## Aim of the exercise
Below is a block of records; repeat all of them exactly.

___ The input ___

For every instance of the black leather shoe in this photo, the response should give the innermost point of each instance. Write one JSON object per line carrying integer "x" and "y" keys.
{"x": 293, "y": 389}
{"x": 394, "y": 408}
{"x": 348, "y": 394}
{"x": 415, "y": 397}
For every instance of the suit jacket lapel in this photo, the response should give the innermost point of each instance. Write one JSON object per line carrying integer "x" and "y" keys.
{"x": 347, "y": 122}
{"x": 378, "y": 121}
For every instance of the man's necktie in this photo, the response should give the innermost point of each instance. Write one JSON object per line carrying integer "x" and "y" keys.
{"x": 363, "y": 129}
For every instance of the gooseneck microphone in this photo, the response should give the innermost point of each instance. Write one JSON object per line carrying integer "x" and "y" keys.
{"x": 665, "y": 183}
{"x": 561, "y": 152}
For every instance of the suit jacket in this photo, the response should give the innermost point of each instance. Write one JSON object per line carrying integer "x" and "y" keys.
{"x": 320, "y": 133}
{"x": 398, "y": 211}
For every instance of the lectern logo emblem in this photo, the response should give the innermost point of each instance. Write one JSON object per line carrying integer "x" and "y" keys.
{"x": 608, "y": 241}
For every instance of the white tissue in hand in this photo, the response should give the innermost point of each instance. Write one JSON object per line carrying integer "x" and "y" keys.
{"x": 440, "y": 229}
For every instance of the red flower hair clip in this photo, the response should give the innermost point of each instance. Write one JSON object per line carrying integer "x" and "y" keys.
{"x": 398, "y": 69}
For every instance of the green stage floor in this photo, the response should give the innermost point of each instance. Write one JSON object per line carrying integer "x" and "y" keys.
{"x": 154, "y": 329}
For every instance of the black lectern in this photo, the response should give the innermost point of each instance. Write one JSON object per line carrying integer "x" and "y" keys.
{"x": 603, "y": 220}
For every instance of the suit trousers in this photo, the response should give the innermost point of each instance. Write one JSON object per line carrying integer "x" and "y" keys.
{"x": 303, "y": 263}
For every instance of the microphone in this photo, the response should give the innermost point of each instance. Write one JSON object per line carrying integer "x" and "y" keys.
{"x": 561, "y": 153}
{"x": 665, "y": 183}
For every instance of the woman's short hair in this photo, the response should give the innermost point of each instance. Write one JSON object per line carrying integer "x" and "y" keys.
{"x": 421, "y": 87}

___

## Task result
For every instance of the black leather shoe in this photo, the response should give the innermost point of each instance. Write one JSON object per line carrying integer "x" and "y" keys.
{"x": 293, "y": 389}
{"x": 394, "y": 408}
{"x": 348, "y": 394}
{"x": 415, "y": 397}
For every instance of the suit jacket lapel in this photo, the response should give the innermost point of each instance. Write one JSON object per line carrying integer "x" and "y" keys.
{"x": 347, "y": 122}
{"x": 378, "y": 121}
For every instance of the man's necktie in this photo, the response should give the innermost point of each instance. Write one JSON object per line carrying integer "x" and "y" keys.
{"x": 363, "y": 129}
For every instance of the gooseneck microphone in this photo, the response should give the innermost point of each instance. Write one JSON object per line carrying integer "x" and "y" keys.
{"x": 665, "y": 183}
{"x": 561, "y": 152}
For every instance of the suit jacket in this photo, the response should give the innermost point of each instance. Write one JSON object per line carrying integer "x" and "y" keys.
{"x": 320, "y": 133}
{"x": 398, "y": 211}
For every instance of the lectern logo emblem in this photo, the response should give the innermost point of each instance. Write one JSON object per line carrying integer "x" and "y" keys.
{"x": 608, "y": 241}
For every instance of the white tissue in hand in this photo, the response should give the innermost point of each instance. Write one JSON object per line carrying integer "x" and "y" keys.
{"x": 440, "y": 229}
For every instance of the red flower hair clip in this photo, the response should give the innermost point of each instance. Write one JSON object per line carrying integer "x" and "y" keys.
{"x": 398, "y": 69}
For every instance of the green stage floor in this photo, the response should give the innermost point of each instance. Write one JSON object per line carrying integer "x" and "y" keys.
{"x": 154, "y": 329}
For every instance of the black lectern in this photo, the response should give the innermost point of each instance. Write one JSON object per line carrying integer "x" and "y" keys.
{"x": 603, "y": 220}
For every instance of the suit trousers in this photo, the response should give the innermost point of each instance. Write one JSON object per line carrying integer "x" and "y" keys.
{"x": 303, "y": 263}
For every instance of the microphone in this photo, the response should give the innermost point of each instance. Write one JSON object per line carrying integer "x" and "y" keys.
{"x": 561, "y": 153}
{"x": 665, "y": 183}
For every instance of the woman's short hair in this photo, the response should give the innermost point of each instance. Write one JSON object per line carrying integer "x" and "y" keys.
{"x": 421, "y": 87}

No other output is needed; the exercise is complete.